WHAT TO WORK ON - Once more, print the records exactly as given.

[RECORDS FOR THE EXERCISE — start]

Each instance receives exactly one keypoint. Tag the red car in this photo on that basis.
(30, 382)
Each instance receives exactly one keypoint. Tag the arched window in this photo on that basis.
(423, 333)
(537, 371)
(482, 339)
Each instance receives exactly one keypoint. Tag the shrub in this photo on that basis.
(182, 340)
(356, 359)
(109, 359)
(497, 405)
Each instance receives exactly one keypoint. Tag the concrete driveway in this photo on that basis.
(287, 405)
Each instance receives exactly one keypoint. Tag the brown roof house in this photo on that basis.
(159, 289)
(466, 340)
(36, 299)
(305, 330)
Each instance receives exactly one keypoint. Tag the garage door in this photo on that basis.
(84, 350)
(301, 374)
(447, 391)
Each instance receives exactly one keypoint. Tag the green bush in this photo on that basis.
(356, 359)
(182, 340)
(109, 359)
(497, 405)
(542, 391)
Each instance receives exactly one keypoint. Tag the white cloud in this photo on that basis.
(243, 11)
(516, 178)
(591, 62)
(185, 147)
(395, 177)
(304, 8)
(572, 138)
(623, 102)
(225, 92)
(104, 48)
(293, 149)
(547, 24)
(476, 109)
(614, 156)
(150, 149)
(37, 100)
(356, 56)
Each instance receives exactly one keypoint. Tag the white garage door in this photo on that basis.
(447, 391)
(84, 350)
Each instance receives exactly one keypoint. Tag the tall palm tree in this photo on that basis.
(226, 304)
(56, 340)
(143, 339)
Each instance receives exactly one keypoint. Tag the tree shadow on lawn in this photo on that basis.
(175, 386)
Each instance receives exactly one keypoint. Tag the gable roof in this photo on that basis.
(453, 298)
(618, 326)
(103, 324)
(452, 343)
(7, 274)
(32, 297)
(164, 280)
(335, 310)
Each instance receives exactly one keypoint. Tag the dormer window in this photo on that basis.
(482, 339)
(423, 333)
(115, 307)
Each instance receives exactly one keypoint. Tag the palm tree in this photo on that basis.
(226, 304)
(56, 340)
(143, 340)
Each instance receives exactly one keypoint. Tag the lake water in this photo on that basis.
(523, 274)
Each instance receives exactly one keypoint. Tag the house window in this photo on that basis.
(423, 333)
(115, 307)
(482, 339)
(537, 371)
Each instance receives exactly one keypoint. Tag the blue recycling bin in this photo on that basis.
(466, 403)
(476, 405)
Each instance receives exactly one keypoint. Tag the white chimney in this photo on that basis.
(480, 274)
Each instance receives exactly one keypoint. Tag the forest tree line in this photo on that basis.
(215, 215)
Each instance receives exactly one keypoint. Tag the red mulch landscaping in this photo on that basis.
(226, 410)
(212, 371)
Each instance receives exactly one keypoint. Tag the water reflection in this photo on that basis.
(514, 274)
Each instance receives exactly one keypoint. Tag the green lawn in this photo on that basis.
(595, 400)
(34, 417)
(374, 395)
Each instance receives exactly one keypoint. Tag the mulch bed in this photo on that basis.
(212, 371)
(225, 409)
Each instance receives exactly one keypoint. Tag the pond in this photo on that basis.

[RECORDS FOR THE EXERCISE — finish]

EXERCISE RESPONSE -
Each instance receives exactly one keypoint. Tag the red car in this photo on that basis.
(30, 382)
Each instance receives exactly one keypoint. Tag the arched window in this photo on that basis.
(423, 333)
(537, 371)
(482, 339)
Each instance receives exactly one keypoint. Tag the shrub in this photo on that basis.
(182, 340)
(356, 359)
(109, 359)
(497, 405)
Each instance receives exactly one keypoint. Tag the concrete driveway in this photo on that basis.
(287, 405)
Each instance receives exactly one keypoint. Tag the brown roof house in this photo on that basis.
(159, 289)
(466, 340)
(36, 299)
(305, 330)
Each instance receives exactly one keypoint. Tag the garage door in this photo on that basis.
(84, 350)
(301, 374)
(447, 391)
Each instance receives exactly one keypoint. Tag the green bush in this photo on that basis.
(356, 359)
(182, 340)
(109, 359)
(497, 405)
(542, 391)
Each instance receives exactly one keypoint. Tag the white cloud in this photo on that basis.
(243, 11)
(516, 178)
(591, 62)
(185, 147)
(395, 177)
(304, 8)
(572, 138)
(623, 102)
(225, 92)
(104, 48)
(293, 149)
(547, 24)
(476, 109)
(614, 156)
(150, 149)
(37, 100)
(356, 56)
Each instance receives exactly one keypoint. Tag the white garage door in this photo on that basis.
(447, 391)
(84, 350)
Each instance receives exactly one keypoint. Tag the tall palm tree in this photo on that basis.
(226, 304)
(56, 340)
(143, 339)
Each instance receives exactly one keypoint. Tag the tree shadow on lawn in this photo on that basis.
(175, 386)
Each instance receives exactly one keypoint. Tag the gable roof in this photo on that basis.
(453, 298)
(618, 326)
(103, 324)
(452, 343)
(7, 274)
(32, 297)
(164, 280)
(335, 310)
Each instance receives exactly one keypoint. Tag the dormer window in this photo on that basis.
(482, 339)
(423, 333)
(115, 307)
Each instance receives exactly one keypoint. Tag the palm tree in this photo on that basis.
(226, 304)
(56, 340)
(143, 340)
Each instance receives exactly one keypoint. Tag the lake water in this photo on that basis.
(523, 274)
Each instance receives exactly one keypoint. Tag the house window in this photo on that basis.
(423, 333)
(115, 307)
(482, 339)
(537, 371)
Each instance receives exactly one keypoint. Tag the blue recycling bin in this photo on that basis.
(466, 403)
(476, 405)
Each instance receives exactly one keypoint. Tag the white chimney in this photo on that basis.
(480, 274)
Each instance receives exactly one keypoint. Tag the forest tree line in this photo on that basis.
(215, 215)
Each instance receives exactly one keypoint. Tag the red mulch landscaping in this photo on that basis.
(226, 410)
(212, 371)
Each instance receives exactly one keypoint. Tag the water reflection in this photo on that basis.
(514, 274)
Each instance receives exactly one keypoint. Tag the green lawn in this photo on that basis.
(595, 400)
(34, 417)
(374, 395)
Each instance receives exactly one keypoint. Tag the mulch bed in this photo on that basis.
(212, 371)
(225, 409)
Each instance receives exactly one keypoint. Tag the pond in this photo on that basis.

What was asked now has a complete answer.